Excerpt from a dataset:
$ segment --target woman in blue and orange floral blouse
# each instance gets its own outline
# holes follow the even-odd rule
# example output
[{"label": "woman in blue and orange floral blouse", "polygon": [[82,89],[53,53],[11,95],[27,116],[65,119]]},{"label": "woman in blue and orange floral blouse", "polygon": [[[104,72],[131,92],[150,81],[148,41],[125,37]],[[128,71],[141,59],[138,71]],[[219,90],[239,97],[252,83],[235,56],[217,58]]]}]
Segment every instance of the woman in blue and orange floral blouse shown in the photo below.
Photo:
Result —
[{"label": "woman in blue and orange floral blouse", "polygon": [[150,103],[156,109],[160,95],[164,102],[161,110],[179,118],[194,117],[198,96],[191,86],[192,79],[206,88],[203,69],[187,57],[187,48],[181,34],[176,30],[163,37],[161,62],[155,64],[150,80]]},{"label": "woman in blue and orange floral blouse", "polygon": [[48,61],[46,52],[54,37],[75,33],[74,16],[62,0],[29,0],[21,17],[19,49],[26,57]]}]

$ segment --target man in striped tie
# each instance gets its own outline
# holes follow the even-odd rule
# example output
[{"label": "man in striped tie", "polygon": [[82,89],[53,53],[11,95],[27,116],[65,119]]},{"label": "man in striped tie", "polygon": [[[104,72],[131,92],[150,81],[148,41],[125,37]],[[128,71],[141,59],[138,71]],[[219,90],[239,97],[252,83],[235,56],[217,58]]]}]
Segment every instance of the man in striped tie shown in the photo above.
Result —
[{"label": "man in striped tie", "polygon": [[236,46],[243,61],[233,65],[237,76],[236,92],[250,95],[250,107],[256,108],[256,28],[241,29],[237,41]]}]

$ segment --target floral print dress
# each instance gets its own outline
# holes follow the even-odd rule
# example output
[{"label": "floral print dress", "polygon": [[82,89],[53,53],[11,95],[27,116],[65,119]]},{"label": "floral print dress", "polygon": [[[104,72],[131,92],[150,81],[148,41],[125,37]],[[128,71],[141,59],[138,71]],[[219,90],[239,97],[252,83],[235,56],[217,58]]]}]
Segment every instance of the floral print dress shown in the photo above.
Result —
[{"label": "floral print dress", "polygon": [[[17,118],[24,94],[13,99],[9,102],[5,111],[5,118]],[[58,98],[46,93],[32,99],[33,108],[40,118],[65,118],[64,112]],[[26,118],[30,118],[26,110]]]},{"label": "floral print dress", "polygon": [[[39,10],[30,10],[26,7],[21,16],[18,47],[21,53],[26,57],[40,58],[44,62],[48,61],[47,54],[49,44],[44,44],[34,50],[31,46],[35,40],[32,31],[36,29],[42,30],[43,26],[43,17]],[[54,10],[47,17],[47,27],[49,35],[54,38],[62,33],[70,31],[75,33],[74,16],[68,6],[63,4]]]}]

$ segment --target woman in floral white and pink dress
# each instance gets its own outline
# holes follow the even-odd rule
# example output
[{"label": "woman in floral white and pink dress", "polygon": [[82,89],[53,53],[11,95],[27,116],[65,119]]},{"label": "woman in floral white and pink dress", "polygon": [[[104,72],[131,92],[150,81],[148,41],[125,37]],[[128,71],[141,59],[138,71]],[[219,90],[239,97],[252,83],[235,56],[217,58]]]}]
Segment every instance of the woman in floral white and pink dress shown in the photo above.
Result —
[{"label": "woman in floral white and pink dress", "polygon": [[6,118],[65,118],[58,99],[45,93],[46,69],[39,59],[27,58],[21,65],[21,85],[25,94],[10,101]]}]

What is needed: Count the lines in the items above that contain the string "pink", matching case exactly. Reply with only that number.

Task response: 4